= Required work =
Continue the blog post below about a car accident and the writer's supposed intimacy issues, picking up right after its last sentence.

= Selected passage =
━━━━━━━━━━━━━━━━━━━━━━━━━━━━━━
Sunday, May 15, 2016

The car accident and my supposed intimacy issues

Part 2 of my brainfarts. You can read the first one here, enjoy! 

1. I am proud to announce that I have signed up for Spotify premium. Early adopter I am not. Finally no ads -- but being ad-free has been making me more indecisive than ever. I hit shuffle, then skip, skip...I can skip endlessly because why not?! No one's stopping me, and I damn well pay for this premium service. I've been staying up til the wee hours fixing my playlists and collecting all my favorite indie songs (with my old Soundcloud as my guide). So yeah, thanks Spotify for making me lose sleep and helping me with my indecisiveness -- I cannot stick it out with one song for more than 30 seconds.

2. Have you ever been so fond of someone you'd be willing to fly across continents anytime? When I say "fond of," I mean it in a platonic kind of way. No hand holding, no ulterior motives, nothing sexual. I am genuinely curious about this person and I'd like to find out more. Is this how guys feel towards girls somehow? I wish someone would also exert this same effort to get to know me.

3. Which brings me to another concern: someone told me I have intimacy issues. I think I do, but only because I feel that connections with people nowadays are so superficial. Everyone's online, and yet I've never felt so disconnected with someone I'm out on a date with who's constantly on their phone. I can only let out an exasperated sigh while I stare at my silken tofu submerged in dashi broth. At least my tofu will keep me company: it will listen unconditionally, it won't talk back or argue, and it won't even dare judge my life choices. This whole dating thing is making me sad.
━━━━━━━━━━━━━━━━━━━━━━━━━━━━━━
= Dataset =
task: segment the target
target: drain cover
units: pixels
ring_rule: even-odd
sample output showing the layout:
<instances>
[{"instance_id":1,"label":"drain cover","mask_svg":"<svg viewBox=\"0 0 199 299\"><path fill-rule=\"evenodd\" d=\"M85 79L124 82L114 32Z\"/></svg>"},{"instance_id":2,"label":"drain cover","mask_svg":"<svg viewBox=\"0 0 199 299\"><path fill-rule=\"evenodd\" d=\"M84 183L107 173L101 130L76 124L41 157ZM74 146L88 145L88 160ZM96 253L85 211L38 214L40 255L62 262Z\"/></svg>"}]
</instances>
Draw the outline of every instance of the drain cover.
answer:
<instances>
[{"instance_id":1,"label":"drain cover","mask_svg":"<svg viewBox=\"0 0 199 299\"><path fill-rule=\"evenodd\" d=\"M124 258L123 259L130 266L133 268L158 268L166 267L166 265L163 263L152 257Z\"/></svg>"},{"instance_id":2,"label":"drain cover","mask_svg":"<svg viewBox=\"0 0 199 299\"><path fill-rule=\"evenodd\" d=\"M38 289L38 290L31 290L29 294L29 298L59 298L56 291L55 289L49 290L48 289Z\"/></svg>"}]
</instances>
━━━━━━━━━━━━━━━━━━━━━━━━━━━━━━
= Exercise response =
4. A pretty lady stopped me on the street last Monday while I was on my way to a meeting (yes, I have meetings even on the same day as the National Elections), and I was very pleased with her gesture. I mean, not because she complimented by lovely oriental pants but because she took time to actually speak to me.

the pants
We ended up talking for a good 15 minutes and then she invited me to her art show the following week. See, there are still friendly people out there. It was so nice to talk to a random stranger and have a few laughs, which makes me sort of miss Baler and the surf crowd.

5. I have not surfed in 2 months -- that's crazy! The reason? I'm too lazy to hop on a bus to Baler, but I know I need the break. City life is making me overthink again.


6. We got into a car accident yesterday while on the way to myotherapy (review soon). While I was busy checking Facebook, a car hit us on the left side which propelled the car and we ended up smashing into a wall. Seated at the back behind the driver, my head hit the window and I suffered a big headache afterwards. Thankfully my Mom (who just celebrated her birthday on May 13) and my sister were unharmed. I took painkillers which helped the headache subside -- in 5 hours.

7. Can you miss a place so much it hurts? I really miss the steady vibe of Auckland, the efficiency of Japan, and the unpredictability of Tablas.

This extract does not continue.